TASK REQUIREMENTS>
Show each line of the records below that contains the string "halter".

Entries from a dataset
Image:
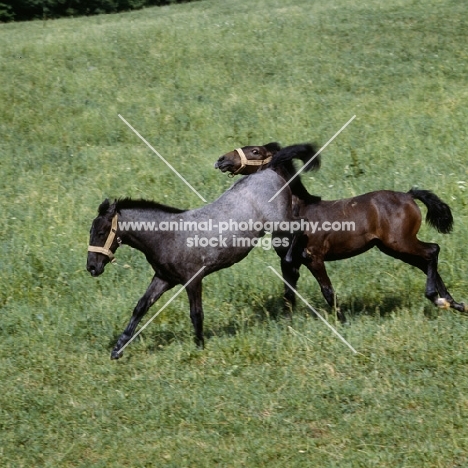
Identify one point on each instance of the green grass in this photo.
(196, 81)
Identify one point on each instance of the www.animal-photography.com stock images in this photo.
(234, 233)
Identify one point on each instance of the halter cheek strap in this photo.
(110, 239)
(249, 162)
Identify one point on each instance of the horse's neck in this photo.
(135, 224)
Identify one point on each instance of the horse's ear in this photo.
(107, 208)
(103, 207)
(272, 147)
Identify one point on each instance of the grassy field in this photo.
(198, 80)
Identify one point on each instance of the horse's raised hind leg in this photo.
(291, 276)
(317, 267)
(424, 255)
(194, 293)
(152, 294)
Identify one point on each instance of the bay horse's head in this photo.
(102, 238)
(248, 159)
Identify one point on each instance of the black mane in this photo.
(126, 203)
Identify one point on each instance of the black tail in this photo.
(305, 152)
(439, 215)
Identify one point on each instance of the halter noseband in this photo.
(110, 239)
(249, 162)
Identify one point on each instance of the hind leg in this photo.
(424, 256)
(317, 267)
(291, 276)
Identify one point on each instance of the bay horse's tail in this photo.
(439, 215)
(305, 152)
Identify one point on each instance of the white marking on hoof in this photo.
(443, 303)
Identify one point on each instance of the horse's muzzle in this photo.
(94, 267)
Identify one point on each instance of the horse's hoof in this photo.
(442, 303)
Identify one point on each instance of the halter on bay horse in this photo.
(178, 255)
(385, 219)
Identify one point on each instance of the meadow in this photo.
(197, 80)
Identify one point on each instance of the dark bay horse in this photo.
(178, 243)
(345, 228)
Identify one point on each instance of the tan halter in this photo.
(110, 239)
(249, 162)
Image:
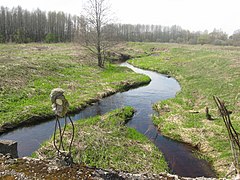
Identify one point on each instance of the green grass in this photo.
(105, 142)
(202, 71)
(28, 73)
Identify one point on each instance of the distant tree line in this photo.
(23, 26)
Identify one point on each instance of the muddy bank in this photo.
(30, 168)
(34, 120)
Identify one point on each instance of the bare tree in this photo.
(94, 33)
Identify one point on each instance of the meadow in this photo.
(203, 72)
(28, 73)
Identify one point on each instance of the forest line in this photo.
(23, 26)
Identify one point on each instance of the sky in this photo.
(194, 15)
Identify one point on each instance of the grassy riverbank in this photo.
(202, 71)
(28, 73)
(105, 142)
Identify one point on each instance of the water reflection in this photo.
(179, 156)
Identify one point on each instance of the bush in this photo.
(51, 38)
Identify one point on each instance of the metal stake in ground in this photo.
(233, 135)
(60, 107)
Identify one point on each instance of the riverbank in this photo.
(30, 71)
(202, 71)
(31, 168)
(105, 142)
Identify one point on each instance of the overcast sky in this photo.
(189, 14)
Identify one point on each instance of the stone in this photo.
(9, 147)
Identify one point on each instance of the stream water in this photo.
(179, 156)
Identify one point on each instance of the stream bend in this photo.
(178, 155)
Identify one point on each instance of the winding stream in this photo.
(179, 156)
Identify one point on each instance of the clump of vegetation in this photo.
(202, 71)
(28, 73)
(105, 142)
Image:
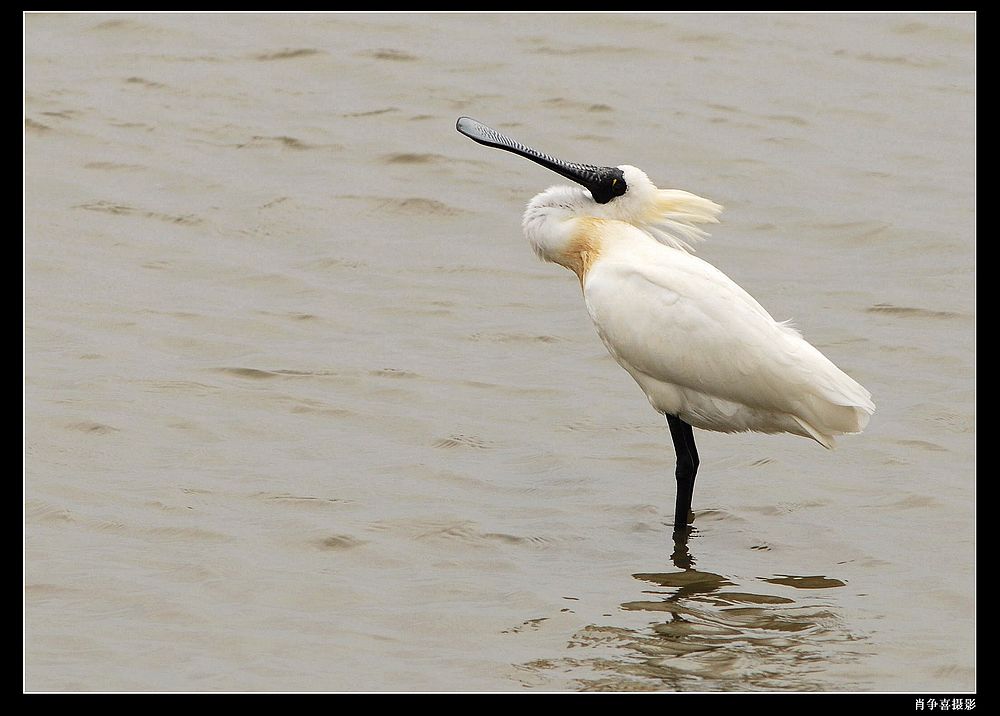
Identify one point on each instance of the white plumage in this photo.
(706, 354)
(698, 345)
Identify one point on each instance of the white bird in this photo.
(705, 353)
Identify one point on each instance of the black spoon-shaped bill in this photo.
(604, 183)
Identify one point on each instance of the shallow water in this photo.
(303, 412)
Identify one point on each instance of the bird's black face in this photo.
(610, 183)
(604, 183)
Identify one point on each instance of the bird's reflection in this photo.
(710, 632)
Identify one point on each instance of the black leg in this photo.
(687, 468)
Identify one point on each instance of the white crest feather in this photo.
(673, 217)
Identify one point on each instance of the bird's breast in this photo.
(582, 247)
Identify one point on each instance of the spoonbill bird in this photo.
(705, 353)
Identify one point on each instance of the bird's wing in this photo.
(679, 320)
---
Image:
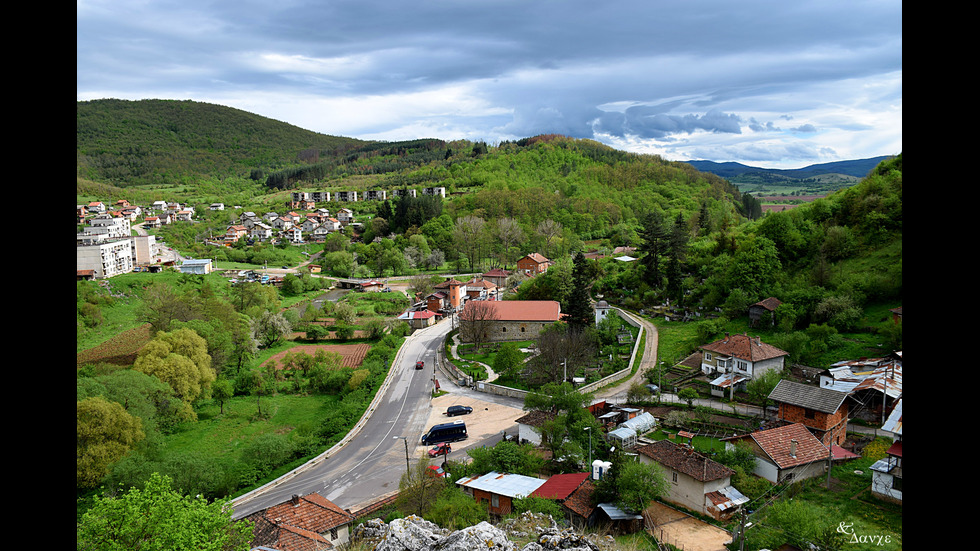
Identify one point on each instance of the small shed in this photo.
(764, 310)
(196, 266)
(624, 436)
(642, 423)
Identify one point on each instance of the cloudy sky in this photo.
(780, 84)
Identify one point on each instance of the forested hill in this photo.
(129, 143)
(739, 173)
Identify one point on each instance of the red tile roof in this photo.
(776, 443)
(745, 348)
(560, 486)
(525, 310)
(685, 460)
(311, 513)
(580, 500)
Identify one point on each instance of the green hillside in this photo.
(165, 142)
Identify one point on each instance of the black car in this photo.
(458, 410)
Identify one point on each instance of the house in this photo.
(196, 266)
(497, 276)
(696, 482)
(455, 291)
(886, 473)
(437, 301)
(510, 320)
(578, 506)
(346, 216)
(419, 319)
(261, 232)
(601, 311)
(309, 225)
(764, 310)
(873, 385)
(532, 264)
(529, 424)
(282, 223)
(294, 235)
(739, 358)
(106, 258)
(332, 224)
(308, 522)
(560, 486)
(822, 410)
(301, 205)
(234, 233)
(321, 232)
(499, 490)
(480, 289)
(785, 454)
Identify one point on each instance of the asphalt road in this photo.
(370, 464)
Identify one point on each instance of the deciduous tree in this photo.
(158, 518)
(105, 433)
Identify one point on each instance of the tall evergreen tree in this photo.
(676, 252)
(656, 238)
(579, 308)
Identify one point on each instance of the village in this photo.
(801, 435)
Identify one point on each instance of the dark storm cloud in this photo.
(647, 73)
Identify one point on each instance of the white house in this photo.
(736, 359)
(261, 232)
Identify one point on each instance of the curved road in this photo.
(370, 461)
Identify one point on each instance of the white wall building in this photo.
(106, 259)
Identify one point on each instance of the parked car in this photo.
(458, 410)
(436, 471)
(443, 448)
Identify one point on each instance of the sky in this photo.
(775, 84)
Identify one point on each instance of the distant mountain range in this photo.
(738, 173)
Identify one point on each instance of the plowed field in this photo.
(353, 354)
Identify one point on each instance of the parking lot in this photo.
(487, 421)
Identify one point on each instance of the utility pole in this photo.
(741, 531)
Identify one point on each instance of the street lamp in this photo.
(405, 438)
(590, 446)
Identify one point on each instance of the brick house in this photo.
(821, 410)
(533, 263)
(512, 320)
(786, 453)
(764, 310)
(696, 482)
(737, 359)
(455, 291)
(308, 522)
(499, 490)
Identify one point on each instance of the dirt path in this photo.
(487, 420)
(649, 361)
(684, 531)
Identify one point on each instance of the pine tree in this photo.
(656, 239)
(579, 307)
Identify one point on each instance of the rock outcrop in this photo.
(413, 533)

SOLUTION TO THE EXERCISE>
Identify one point on each instance of the halter cheek strap in this photo.
Identify one point on each instance of the halter noseband in this photo.
Identify one point on each instance of the halter on bay horse in this photo.
Identify one point on each instance of the tan halter in this photo.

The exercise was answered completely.